__EXCERPTED TEXT__
============
Generic Drug Name: Diltiazem
Other Common Names: Cardizem, Dilacor XR
Diltiazem is a calcium channel blocker that is commonly used in dogs, cats, and ferrets to treat hypertension, atrial fibrillation, and supraventricular tachycardias. It can also been used to treat feline hypertrophic cardiomyopathy. When administered with quinidine, it may be useful for treating horses with atrial fibrillation.
Patients with severe hypotension, sick sinus syndrome or 2nd or 3rd degree AV block, radiographically documented pulmonary congestion, or acute MI should not use diltiazem. Caution should be used when administering this drug to geriatric patients, those with heart failure, or those with hepatic or renal impairment. If diltiazem is being administered via IV, administration should take at least two minutes to prevent complications.
The most common negative side effect associated with diltiazem is bradycardia. Other reported adverse effects include vomiting, lethargy, GI distress, heart block or other rhythm disturbances, hypotension, CNS effects, elevations in liver function tests, and rashes.
Diltiazem should not be used in animals with a known allergy or hypersensitivity to the drug. A veterinarian should be contacted immediately if any concerning symptoms are exhibited or if an overdose occurs.
Diltiazem should be kept at room temperature in a tight, light resistant, childproof container. When using the powder form, solution should be discarded if not used after 24 hours. Diltiazem should be stored where children and pets will not be able to reach it.
A typical dose of diltiazem in dogs is .5-4 mg/kg every 8 hours. For treating cats, a normal dose ranges from .125-3 mg/kg every 8-12 hours. For ferrets, doses range from 2-7.5 mg/kg twice daily. If a dose is forgotten, it should be administered as soon as possible. If it is nearing time for the next scheduled dose, the missed dose should be skipped and the normal medication schedule should continue. Two doses should not be administered at the same time.
Doses may vary in different species, when the drug is given by a different route or concurrently with other medications, and with regards to a patient's age, breed, and health status. A veterinarian's dosing instructions and/or those printed on the medication label should be followed closely.
============
__DATA UNDER STUDY__
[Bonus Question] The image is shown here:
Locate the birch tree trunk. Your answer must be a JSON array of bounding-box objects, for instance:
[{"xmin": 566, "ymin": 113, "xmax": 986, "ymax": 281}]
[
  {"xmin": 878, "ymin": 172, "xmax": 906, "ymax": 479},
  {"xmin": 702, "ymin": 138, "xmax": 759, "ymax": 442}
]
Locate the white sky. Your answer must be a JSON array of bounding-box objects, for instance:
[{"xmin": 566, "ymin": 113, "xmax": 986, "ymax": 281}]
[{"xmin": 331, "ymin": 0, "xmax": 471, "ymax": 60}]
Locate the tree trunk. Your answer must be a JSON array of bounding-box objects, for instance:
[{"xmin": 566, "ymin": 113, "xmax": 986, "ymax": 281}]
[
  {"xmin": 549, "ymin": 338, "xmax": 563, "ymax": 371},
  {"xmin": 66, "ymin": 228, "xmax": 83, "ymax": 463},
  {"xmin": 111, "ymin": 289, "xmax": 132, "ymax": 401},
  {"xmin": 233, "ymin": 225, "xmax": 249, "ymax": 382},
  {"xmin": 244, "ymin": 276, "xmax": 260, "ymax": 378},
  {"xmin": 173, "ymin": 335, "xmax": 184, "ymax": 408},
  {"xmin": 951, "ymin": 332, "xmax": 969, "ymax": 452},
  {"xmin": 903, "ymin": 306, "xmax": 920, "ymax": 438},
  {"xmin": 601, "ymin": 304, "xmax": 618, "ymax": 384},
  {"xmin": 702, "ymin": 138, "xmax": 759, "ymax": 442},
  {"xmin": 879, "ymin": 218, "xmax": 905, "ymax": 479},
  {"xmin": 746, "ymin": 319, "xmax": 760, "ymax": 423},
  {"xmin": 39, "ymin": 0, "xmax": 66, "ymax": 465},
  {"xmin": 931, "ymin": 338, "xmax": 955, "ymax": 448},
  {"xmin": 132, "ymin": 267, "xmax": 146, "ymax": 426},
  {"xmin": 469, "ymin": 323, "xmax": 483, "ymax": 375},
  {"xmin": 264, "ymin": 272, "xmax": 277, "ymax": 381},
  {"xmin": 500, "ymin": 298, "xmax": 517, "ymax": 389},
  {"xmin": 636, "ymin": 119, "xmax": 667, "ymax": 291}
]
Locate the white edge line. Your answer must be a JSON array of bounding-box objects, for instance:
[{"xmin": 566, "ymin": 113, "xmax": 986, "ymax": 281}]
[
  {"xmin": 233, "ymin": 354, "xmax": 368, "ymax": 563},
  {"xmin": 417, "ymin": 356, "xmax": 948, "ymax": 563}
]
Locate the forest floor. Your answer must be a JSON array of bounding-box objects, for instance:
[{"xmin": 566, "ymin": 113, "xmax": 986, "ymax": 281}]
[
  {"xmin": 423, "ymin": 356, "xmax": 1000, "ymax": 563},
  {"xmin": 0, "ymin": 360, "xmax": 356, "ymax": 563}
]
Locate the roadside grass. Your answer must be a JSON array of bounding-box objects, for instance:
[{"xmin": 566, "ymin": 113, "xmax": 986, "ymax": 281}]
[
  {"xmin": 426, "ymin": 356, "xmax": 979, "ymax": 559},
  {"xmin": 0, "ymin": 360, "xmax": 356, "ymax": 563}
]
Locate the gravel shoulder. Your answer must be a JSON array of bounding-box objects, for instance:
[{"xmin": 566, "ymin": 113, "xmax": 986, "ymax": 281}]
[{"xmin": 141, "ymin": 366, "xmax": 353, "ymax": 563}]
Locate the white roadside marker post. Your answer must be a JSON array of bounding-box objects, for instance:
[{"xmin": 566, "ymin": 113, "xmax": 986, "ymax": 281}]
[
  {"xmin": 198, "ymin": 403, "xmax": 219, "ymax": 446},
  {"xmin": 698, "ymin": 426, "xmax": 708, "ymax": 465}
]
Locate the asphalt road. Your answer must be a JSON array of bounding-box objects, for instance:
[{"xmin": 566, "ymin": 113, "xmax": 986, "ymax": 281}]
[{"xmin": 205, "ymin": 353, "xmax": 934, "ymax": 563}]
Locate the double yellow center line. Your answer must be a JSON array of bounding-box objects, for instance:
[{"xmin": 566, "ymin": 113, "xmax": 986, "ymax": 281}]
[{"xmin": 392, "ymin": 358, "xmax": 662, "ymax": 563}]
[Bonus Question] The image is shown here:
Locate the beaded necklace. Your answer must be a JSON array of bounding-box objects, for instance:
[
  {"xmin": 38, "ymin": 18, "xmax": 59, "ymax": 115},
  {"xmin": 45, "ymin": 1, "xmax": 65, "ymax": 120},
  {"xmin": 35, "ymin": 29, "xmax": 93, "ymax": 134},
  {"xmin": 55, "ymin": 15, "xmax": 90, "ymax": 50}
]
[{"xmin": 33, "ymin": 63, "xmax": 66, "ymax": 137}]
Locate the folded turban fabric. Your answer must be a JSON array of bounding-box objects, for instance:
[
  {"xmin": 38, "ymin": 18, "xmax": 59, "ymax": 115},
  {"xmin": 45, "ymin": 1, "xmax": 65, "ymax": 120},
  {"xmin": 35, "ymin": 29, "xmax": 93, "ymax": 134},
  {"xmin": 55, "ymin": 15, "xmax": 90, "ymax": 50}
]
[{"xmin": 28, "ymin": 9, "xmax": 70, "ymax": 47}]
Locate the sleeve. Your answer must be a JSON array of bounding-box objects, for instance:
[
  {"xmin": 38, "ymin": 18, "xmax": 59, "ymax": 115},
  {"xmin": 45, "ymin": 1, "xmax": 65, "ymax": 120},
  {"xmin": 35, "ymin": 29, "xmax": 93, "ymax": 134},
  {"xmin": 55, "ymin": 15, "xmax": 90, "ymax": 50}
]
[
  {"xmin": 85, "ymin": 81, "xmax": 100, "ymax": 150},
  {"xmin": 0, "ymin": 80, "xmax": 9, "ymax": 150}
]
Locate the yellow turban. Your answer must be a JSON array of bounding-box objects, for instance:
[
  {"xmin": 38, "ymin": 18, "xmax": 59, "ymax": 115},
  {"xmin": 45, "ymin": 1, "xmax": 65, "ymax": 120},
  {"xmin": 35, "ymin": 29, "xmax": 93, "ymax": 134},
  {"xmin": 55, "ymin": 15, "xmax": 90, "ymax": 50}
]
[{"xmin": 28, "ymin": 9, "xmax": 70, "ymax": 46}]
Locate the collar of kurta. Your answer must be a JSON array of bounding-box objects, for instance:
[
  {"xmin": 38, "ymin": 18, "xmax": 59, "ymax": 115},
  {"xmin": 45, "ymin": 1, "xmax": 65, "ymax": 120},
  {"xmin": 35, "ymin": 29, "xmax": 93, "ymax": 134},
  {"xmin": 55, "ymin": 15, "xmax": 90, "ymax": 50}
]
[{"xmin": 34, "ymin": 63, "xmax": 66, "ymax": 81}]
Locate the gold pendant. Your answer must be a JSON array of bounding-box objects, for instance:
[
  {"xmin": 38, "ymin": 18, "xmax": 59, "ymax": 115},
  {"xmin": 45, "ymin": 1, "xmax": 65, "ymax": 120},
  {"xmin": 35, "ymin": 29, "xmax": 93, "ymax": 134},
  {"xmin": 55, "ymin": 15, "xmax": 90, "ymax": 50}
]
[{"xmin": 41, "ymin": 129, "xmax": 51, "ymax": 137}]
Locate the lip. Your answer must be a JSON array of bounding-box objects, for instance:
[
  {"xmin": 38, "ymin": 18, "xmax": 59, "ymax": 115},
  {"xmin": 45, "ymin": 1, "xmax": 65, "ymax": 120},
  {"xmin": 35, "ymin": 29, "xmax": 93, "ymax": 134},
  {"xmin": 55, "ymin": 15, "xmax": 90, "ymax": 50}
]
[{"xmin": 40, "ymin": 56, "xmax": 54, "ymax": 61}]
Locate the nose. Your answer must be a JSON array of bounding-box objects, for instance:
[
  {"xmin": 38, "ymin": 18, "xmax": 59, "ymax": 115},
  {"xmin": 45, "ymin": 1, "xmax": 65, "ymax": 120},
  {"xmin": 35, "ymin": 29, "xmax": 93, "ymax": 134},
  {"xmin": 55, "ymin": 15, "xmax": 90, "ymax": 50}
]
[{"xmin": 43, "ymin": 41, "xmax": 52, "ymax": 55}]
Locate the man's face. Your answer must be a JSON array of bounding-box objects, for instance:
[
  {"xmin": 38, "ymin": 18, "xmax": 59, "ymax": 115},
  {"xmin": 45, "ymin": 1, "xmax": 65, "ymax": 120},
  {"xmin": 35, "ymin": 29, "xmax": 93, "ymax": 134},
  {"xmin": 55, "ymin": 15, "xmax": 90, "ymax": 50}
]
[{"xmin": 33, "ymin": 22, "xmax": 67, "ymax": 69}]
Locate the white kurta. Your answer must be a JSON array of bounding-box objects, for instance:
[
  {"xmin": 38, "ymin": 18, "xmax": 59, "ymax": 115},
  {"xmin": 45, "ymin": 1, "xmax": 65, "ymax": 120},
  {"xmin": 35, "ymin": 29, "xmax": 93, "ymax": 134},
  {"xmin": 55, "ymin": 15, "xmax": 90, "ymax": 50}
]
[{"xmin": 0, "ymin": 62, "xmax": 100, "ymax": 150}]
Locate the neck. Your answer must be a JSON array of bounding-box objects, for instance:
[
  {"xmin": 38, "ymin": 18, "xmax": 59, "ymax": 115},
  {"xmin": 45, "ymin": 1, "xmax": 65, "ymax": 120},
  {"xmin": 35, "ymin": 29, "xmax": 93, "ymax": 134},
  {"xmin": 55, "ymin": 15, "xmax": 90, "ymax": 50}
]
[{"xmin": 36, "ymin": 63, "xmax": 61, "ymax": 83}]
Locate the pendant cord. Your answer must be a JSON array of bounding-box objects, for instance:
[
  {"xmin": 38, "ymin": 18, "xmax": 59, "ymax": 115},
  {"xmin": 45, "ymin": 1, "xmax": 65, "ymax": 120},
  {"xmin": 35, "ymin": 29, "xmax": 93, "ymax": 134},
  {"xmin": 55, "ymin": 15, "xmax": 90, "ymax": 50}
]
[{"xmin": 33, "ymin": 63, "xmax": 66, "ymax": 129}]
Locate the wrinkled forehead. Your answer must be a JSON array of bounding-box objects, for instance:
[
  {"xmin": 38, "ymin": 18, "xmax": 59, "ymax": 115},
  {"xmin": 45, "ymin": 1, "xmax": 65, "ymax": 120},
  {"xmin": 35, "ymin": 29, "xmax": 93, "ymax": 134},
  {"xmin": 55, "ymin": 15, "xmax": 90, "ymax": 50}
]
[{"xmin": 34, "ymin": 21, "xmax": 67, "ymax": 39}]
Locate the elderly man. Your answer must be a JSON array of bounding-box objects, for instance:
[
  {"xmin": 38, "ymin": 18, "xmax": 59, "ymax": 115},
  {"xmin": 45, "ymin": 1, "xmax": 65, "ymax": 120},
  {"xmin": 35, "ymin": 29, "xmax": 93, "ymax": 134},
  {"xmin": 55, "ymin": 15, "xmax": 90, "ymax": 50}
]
============
__REQUIRED ACTION 1__
Reproduce the diltiazem text from "Generic Drug Name: Diltiazem" up to and including "with atrial fibrillation.".
__REQUIRED ACTION 2__
Name every condition the diltiazem text says the drug is used to treat.

__TASK SOLUTION 1__
Generic Drug Name: Diltiazem
Other Common Names: Cardizem, Dilacor XR
Diltiazem is a calcium channel blocker that is commonly used in dogs, cats, and ferrets to treat hypertension, atrial fibrillation, and supraventricular tachycardias. It can also been used to treat feline hypertrophic cardiomyopathy. When administered with quinidine, it may be useful for treating horses with atrial fibrillation.

__TASK SOLUTION 2__
- Hypertension
- Atrial fibrillation
- Supraventricular tachycardias
- Feline hypertrophic cardiomyopathy